● What is expected
Set down the line that contains "[tag] red and" and every line after it to the end of the entries, exactly as they stand and nothing more.

● Records supplied
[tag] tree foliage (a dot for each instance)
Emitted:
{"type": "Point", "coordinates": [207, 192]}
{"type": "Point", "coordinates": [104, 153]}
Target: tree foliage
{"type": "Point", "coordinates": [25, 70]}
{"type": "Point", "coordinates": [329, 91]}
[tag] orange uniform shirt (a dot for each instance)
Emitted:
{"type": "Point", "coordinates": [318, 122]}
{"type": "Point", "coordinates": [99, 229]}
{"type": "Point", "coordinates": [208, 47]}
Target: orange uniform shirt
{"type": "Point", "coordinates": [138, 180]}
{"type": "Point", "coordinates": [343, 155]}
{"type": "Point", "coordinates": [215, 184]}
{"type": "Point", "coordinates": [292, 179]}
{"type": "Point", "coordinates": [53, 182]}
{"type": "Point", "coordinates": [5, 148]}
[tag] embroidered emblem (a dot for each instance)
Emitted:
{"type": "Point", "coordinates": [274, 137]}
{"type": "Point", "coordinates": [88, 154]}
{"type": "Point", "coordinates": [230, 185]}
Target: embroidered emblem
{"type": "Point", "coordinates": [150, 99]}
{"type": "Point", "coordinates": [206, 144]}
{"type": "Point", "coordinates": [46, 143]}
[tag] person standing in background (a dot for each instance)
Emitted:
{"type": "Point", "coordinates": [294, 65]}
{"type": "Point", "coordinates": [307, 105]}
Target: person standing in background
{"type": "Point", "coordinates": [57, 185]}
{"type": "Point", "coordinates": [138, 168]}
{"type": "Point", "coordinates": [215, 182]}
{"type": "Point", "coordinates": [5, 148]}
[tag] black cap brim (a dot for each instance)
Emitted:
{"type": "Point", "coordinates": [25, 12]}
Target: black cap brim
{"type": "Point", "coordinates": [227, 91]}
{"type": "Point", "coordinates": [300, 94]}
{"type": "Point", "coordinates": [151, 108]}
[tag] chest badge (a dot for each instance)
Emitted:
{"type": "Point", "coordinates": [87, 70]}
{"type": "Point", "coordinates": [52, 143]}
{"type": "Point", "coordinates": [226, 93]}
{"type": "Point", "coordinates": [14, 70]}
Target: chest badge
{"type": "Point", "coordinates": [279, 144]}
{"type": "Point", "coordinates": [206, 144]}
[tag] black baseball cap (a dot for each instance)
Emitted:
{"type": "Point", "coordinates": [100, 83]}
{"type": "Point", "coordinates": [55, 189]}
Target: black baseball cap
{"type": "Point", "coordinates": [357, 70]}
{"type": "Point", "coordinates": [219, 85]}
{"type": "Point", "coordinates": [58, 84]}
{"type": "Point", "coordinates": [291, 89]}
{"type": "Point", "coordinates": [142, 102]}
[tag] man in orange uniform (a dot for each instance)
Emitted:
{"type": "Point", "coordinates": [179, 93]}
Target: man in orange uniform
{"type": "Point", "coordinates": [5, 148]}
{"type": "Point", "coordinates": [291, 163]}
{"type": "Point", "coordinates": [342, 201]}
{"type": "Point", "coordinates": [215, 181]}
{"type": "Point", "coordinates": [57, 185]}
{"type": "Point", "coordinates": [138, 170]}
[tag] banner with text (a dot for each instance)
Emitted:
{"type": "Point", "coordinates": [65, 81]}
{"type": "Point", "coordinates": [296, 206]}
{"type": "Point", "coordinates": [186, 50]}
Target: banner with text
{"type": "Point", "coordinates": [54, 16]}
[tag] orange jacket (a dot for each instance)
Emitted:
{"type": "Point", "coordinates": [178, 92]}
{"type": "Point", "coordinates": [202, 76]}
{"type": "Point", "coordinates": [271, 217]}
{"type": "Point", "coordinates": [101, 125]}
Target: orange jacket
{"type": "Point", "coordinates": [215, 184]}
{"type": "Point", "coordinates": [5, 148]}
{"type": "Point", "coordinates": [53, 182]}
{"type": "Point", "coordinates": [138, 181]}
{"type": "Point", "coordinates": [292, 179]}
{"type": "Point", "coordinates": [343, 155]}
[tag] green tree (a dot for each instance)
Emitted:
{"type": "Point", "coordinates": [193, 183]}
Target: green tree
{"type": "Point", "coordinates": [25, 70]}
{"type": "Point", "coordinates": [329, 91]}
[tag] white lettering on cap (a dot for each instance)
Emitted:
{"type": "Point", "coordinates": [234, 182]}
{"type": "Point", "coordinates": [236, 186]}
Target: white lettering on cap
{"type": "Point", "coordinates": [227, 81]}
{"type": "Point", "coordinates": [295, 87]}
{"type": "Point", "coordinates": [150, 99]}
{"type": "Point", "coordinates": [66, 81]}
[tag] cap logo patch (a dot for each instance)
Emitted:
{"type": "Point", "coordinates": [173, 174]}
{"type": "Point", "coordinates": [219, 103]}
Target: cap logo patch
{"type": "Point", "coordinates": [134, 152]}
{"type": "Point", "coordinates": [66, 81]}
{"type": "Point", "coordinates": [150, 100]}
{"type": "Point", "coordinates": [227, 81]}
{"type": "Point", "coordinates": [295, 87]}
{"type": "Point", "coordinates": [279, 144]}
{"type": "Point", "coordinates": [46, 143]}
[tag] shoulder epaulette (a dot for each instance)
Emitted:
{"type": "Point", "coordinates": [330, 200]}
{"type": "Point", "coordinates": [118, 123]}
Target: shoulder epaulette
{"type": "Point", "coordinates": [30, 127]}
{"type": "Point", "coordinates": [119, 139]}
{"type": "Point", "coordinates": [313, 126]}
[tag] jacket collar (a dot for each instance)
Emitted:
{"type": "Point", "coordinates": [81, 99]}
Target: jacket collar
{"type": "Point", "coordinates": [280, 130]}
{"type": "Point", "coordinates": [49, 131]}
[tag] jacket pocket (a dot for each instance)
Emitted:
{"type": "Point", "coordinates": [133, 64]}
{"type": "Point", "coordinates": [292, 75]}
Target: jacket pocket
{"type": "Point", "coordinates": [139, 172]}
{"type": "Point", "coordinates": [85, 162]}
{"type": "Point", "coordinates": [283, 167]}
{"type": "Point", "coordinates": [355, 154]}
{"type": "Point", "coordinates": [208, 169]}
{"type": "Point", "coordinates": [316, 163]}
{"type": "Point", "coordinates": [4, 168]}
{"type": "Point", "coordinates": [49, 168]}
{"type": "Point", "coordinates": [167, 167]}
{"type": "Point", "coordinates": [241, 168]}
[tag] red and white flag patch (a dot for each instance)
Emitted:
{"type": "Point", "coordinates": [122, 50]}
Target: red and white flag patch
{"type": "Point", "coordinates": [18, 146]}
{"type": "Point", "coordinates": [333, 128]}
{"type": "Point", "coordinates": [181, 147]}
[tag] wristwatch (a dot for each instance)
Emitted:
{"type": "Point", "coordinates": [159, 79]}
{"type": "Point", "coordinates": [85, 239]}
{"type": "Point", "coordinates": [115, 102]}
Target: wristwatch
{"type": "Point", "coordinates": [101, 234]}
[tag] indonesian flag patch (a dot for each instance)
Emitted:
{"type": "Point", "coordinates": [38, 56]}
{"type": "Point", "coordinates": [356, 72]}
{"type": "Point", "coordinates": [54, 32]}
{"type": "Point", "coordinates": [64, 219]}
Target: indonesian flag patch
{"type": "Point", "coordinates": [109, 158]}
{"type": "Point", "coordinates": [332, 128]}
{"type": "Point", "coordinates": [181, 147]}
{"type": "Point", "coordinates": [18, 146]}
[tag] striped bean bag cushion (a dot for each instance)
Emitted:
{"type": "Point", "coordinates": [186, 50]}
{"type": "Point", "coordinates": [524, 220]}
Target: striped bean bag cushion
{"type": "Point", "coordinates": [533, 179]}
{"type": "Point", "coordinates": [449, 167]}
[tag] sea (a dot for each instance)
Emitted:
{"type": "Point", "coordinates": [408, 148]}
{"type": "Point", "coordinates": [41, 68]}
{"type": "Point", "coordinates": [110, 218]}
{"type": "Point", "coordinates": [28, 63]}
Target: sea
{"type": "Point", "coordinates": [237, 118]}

● Response below
[tag] red and white flag patch (a dot for each instance)
Emitted:
{"type": "Point", "coordinates": [122, 50]}
Target: red and white flag patch
{"type": "Point", "coordinates": [18, 146]}
{"type": "Point", "coordinates": [333, 128]}
{"type": "Point", "coordinates": [181, 147]}
[tag] wristwatch (a dot for each instance)
Emitted:
{"type": "Point", "coordinates": [159, 79]}
{"type": "Point", "coordinates": [85, 239]}
{"type": "Point", "coordinates": [115, 102]}
Target: wristwatch
{"type": "Point", "coordinates": [101, 234]}
[tag] indonesian flag patch (a dot for each instance)
Emitted:
{"type": "Point", "coordinates": [38, 56]}
{"type": "Point", "coordinates": [356, 72]}
{"type": "Point", "coordinates": [54, 32]}
{"type": "Point", "coordinates": [64, 219]}
Target: indonesian flag patch
{"type": "Point", "coordinates": [109, 158]}
{"type": "Point", "coordinates": [332, 128]}
{"type": "Point", "coordinates": [181, 147]}
{"type": "Point", "coordinates": [18, 146]}
[tag] striped bean bag cushion (a dot for each instance)
Emitted:
{"type": "Point", "coordinates": [186, 50]}
{"type": "Point", "coordinates": [524, 220]}
Target: striped bean bag cushion
{"type": "Point", "coordinates": [533, 179]}
{"type": "Point", "coordinates": [449, 167]}
[tag] sea (a dot for each instance)
Emitted:
{"type": "Point", "coordinates": [408, 148]}
{"type": "Point", "coordinates": [41, 68]}
{"type": "Point", "coordinates": [110, 218]}
{"type": "Point", "coordinates": [28, 63]}
Target: sea
{"type": "Point", "coordinates": [237, 118]}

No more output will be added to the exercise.